# Northwest RTC



## Judy Myers (Feb 15, 2009)

The location of all stakes in the Northwest trial will be Carlson's Farm (The Canine Country Club) in Fall City, WA. Directions and a map are in the premium on Entry Express. See you there.


----------



## Judy Myers (Feb 15, 2009)

Unofficial Open callbacks to 2nd series (21 dogs):

1,2,3,4,5,6,7,8,9,10,12,14,16,21,22,23,25,26,28,29,33


----------



## Gun Dawg (Dec 18, 2010)

Unofficial Open callbacks to 4th series (14 dogs):

1,2,4,5,9,10,14,21,22,23,25,26,28,29.


----------



## Gun Dawg (Dec 18, 2010)

Unofficial AM callbacks to 4th series (11 dogs):

2,3,4,9,11,13,17,19,24,25,31.

■ Exercises:
(1) Write out everything in the Northwest RTC thread from "1,2,3,4,5,6,7,8,9,10,12,14,16,21,22,23,25,26,28,29,33" down to "1,2,4,5,9,10,14,21,22,23,25,26,28,29.".
(2) According to the Northwest RTC thread, where will all stakes of the trial be held?
(3) Proceed with the Northwest RTC callbacks thread from the point where it stops.

■ Extracted entries:
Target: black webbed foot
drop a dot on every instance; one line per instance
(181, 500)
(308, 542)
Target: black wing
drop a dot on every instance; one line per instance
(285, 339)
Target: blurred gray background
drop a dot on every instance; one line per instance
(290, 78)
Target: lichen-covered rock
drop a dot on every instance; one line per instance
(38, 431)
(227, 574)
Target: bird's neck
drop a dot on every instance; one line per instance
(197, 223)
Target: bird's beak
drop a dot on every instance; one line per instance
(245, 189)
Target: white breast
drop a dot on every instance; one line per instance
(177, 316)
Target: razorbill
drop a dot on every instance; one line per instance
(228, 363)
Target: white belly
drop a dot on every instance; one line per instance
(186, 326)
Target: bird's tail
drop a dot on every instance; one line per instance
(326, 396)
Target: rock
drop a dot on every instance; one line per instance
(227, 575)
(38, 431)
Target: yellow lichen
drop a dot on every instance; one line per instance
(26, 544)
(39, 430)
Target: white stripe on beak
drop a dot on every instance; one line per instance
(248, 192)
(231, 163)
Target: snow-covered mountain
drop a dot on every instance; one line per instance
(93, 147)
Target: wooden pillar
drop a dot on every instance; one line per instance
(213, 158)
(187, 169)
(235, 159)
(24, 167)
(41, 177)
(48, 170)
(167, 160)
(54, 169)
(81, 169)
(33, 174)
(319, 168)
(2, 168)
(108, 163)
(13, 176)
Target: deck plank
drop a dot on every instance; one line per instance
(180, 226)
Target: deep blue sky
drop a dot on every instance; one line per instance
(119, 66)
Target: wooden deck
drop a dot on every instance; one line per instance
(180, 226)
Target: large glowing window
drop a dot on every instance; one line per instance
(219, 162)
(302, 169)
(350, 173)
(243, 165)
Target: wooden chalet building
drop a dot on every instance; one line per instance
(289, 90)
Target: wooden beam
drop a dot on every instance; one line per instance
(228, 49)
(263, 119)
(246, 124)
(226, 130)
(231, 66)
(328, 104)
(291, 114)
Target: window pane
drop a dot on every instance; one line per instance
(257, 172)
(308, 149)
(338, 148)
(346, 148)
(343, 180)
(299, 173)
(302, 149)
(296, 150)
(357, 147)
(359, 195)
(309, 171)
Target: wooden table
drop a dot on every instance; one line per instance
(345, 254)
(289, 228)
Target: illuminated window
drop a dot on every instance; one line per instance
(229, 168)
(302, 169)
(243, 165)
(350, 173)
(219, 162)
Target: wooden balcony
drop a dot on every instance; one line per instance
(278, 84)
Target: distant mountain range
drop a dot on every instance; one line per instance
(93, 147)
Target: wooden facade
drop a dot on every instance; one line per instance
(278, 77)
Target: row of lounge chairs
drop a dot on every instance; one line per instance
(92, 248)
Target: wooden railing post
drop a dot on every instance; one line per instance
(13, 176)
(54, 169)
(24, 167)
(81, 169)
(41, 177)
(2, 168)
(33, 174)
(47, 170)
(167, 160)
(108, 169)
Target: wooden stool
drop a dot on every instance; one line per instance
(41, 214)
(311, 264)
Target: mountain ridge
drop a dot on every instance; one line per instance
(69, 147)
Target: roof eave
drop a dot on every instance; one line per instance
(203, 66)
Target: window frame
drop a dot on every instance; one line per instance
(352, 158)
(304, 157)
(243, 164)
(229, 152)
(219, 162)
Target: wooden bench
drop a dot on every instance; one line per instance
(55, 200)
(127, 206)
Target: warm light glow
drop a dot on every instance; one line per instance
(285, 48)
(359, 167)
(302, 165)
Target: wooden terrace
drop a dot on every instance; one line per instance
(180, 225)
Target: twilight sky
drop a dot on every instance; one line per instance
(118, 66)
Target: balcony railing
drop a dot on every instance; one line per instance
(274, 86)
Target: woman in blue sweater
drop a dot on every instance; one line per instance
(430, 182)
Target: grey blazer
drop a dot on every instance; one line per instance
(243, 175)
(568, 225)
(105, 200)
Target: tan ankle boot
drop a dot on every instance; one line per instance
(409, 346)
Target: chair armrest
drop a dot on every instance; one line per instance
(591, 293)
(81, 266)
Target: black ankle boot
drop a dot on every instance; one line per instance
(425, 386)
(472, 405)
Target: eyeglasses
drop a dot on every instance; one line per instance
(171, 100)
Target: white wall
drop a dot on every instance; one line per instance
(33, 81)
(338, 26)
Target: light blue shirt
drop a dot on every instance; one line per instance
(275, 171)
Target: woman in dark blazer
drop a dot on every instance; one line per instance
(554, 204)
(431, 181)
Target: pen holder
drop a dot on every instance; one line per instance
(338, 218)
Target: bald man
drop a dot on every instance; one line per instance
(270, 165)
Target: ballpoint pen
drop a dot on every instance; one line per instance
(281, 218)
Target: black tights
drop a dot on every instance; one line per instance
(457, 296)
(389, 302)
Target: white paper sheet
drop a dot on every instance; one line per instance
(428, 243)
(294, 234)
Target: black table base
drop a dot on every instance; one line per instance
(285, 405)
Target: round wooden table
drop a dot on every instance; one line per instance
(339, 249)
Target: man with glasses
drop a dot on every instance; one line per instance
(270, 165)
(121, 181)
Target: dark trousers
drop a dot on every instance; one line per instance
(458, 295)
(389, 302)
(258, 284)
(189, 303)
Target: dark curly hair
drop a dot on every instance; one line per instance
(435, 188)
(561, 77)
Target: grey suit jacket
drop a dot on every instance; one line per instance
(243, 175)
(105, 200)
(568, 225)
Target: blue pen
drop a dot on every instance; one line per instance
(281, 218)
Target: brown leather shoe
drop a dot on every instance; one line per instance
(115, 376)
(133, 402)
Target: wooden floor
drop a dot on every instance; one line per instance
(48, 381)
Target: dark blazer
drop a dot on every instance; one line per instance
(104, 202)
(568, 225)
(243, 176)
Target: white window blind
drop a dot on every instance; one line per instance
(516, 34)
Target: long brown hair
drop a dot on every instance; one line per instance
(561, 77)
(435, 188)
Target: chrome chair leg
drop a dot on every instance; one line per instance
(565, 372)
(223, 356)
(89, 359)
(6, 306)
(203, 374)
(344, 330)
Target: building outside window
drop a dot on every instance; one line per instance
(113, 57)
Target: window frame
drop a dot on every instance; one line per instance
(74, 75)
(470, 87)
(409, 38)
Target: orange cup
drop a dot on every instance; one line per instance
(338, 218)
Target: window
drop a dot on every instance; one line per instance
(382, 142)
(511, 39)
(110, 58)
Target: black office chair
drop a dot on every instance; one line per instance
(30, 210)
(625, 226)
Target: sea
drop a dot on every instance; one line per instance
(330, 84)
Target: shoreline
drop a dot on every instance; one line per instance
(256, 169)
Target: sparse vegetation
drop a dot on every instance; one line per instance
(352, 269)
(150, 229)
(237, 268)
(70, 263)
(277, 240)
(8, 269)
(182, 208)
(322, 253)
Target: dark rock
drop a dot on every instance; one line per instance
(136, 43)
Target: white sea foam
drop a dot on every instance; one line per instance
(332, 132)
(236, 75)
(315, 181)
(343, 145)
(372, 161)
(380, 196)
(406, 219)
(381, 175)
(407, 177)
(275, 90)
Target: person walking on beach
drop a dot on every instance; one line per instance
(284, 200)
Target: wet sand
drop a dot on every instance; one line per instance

■ Responses per task:
(1)
1,2,3,4,5,6,7,8,9,10,12,14,16,21,22,23,25,26,28,29,33


----------



## Gun Dawg (Dec 18, 2010)

Unofficial Open callbacks to 4th series (14 dogs):

1,2,4,5,9,10,14,21,22,23,25,26,28,29.

(2) Carlson's Farm (The Canine Country Club) in Fall City, WA.

(3)
----------



## DMA (Jan 9, 2008)

Good job in the open Jamie get some AM color too.


----------



## kirkandlaura (Feb 18, 2008)

Way to go Alex Drent! 1st, 2nd and 4th in the Q and 1st, 3rd and 4th in the derby!! We are proud of you!


----------



## Glenn Norton (Oct 23, 2011)

Great job Again Alex . should give Jim some lessons ha ha


----------



## Don (Apr 10, 2011)

You did good once again!!!


----------



## labsforme (Oct 31, 2003)

Good to hear Alex did well.Jimmy trained him well;  
Don/Glenn do you know the Open and Am results? Thanks and see ya'll at ORTC.

Jeff


----------



## McKenna Kennels (Apr 24, 2010)

1st Magic owned by Ken Lee handled by Jim Gonia
2nd Otis owned by Laura & Kirk Lillebo
3rd Megan owned and Handle by Jamie Graham
4th Boogie owned by Perry Meyring handled by Brooke Vanderbrake
RJ Stealer owned and handled by John Poer


----------



## Gun Dawg (Dec 18, 2010)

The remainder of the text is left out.